===== Data supplied =====

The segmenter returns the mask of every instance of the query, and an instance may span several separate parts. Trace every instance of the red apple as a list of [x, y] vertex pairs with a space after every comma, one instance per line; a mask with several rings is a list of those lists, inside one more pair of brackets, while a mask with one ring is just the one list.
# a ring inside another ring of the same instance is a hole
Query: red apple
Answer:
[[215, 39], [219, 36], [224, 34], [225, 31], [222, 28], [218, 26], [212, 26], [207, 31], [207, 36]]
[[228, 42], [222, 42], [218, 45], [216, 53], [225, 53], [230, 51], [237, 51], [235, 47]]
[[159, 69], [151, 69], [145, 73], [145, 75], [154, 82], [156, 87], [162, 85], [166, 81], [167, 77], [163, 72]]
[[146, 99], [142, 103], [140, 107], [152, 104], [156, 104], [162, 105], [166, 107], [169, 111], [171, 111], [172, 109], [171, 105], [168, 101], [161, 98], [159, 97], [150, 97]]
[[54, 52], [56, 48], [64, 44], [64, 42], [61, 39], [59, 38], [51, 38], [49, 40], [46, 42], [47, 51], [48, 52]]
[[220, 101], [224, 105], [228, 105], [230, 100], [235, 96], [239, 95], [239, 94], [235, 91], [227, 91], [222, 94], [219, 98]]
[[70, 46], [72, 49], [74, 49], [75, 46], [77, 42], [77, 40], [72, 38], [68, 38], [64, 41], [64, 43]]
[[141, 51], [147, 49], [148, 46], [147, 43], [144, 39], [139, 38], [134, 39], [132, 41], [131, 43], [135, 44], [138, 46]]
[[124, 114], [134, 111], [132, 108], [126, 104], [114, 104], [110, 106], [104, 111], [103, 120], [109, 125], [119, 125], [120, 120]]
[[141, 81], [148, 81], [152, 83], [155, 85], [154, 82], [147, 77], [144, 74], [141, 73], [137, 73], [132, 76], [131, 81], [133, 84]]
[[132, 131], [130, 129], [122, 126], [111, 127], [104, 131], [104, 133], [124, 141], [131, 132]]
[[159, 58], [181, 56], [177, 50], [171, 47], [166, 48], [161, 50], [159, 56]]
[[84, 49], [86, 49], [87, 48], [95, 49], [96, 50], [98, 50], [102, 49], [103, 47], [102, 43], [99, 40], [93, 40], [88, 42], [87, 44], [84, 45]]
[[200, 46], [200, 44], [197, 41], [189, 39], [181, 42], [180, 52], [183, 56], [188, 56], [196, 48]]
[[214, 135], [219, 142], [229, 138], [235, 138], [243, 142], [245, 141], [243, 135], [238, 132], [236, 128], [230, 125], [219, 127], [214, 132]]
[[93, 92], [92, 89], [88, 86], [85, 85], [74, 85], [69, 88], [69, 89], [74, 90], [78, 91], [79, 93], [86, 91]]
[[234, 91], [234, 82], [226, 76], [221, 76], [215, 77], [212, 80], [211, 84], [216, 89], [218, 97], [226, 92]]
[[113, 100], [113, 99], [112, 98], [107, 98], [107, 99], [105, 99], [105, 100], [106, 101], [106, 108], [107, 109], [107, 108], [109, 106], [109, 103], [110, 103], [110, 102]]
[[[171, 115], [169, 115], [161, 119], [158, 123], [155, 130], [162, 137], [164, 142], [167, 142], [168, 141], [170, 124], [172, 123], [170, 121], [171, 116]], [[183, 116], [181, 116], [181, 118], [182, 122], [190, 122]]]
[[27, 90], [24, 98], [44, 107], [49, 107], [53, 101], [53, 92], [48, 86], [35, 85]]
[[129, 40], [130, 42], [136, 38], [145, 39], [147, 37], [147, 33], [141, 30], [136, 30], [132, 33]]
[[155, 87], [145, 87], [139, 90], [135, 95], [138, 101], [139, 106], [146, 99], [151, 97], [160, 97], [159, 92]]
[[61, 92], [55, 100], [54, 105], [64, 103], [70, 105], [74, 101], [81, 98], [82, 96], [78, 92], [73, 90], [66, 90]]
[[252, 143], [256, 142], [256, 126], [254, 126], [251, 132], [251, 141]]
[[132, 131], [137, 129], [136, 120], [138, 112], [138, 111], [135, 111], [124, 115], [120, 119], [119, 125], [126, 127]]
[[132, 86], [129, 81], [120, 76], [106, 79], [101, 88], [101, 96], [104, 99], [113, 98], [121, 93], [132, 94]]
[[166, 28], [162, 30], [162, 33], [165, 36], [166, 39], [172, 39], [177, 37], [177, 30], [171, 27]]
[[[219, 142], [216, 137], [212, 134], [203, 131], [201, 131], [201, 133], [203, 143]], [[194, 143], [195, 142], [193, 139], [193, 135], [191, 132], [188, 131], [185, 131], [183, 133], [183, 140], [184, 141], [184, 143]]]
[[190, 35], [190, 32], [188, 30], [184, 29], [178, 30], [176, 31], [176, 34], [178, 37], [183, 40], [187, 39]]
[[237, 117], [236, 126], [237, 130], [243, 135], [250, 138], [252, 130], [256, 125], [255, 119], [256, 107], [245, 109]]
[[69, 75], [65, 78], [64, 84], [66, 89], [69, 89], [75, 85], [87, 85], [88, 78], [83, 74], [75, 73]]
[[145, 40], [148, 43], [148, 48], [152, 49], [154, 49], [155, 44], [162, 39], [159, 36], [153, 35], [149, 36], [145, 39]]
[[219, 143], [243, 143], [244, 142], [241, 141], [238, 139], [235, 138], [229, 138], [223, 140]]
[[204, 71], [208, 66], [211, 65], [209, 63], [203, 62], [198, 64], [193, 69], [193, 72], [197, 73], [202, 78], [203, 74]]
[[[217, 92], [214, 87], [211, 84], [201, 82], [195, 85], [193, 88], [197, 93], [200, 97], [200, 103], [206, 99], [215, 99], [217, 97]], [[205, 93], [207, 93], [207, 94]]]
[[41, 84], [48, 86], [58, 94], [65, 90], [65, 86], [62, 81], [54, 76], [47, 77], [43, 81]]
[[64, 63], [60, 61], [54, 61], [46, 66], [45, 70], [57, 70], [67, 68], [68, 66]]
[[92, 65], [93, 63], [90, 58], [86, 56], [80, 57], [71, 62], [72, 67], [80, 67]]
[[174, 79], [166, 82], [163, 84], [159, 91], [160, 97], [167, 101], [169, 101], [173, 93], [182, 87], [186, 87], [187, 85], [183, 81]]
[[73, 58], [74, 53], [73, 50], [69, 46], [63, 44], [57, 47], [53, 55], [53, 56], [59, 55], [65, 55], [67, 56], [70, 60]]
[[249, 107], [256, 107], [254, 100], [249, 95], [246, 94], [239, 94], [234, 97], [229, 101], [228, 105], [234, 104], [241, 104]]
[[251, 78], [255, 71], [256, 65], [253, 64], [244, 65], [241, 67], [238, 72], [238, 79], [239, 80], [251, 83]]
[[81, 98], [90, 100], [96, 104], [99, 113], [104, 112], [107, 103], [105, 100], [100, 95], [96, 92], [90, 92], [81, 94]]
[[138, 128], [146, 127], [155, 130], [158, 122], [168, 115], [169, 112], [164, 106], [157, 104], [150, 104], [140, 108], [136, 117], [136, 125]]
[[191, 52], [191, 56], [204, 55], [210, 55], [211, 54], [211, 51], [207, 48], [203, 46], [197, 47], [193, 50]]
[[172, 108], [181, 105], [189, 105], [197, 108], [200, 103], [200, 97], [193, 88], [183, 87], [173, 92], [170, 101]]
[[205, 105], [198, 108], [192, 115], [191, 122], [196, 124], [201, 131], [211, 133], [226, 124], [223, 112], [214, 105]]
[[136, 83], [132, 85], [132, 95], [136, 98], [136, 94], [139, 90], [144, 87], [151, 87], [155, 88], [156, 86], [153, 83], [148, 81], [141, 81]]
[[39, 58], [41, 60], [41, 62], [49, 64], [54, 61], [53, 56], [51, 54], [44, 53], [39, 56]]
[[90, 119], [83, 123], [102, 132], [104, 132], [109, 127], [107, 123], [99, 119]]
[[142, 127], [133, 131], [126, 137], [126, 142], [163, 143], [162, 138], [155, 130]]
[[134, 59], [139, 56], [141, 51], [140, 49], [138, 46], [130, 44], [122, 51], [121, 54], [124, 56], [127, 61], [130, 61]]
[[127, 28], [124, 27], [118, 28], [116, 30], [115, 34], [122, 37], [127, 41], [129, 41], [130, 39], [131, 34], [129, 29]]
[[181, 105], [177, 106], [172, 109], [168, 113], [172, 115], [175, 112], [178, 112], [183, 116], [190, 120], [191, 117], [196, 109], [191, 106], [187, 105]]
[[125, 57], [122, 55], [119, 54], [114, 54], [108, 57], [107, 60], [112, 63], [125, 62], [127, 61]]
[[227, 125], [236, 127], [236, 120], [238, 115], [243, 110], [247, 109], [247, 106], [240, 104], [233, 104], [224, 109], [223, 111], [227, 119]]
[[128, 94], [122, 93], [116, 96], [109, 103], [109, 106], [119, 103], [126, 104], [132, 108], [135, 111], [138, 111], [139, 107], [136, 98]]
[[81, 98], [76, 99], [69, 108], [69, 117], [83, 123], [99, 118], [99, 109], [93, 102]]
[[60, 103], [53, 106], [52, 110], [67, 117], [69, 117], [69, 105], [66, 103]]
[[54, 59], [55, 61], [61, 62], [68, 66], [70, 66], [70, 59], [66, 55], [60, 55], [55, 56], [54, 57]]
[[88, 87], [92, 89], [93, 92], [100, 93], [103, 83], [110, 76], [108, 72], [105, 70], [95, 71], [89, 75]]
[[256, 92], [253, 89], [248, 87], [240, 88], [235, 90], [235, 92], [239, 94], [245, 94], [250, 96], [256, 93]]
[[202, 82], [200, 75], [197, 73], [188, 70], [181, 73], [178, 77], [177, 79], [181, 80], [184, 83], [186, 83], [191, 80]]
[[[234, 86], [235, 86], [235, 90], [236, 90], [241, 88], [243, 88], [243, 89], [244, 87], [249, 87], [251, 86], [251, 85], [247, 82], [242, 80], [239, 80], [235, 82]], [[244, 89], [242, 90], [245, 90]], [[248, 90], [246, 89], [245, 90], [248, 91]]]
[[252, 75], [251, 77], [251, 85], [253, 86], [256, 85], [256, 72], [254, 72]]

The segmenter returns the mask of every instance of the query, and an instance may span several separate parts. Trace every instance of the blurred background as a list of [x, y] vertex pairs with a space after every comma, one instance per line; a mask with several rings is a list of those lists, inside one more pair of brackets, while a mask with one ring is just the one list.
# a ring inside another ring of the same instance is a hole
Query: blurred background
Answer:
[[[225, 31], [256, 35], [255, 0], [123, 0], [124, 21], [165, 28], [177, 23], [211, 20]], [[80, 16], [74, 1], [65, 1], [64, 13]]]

=====

▶ **The exercise**: Starting at the beginning of the data and ending with the line that contains "41], [64, 43]]", lay out those lines as a JSON list of strings, one string per line, leaving out any blank lines.

▶ **Output for this task**:
[
  "The segmenter returns the mask of every instance of the query, and an instance may span several separate parts. Trace every instance of the red apple as a list of [x, y] vertex pairs with a space after every comma, one instance per line; a mask with several rings is a list of those lists, inside one more pair of brackets, while a mask with one ring is just the one list.",
  "# a ring inside another ring of the same instance is a hole",
  "Query: red apple",
  "Answer:",
  "[[215, 39], [219, 36], [224, 34], [225, 31], [222, 28], [218, 26], [212, 26], [207, 31], [207, 36]]",
  "[[228, 42], [222, 42], [218, 45], [216, 53], [225, 53], [230, 51], [237, 51], [235, 47]]",
  "[[159, 69], [151, 69], [145, 73], [145, 75], [154, 82], [156, 87], [162, 85], [166, 81], [167, 77], [163, 72]]",
  "[[146, 99], [142, 103], [140, 107], [152, 104], [156, 104], [162, 105], [166, 107], [169, 111], [171, 111], [172, 109], [171, 105], [168, 101], [161, 98], [159, 97], [150, 97]]",
  "[[54, 52], [56, 48], [64, 44], [64, 42], [61, 39], [59, 38], [51, 38], [49, 40], [46, 42], [47, 51], [48, 52]]",
  "[[220, 101], [224, 105], [228, 105], [230, 100], [235, 96], [239, 95], [239, 94], [235, 91], [227, 91], [222, 94], [219, 98]]",
  "[[70, 46], [72, 49], [74, 49], [75, 46], [77, 42], [77, 40], [72, 38], [68, 38], [64, 41], [64, 43]]"
]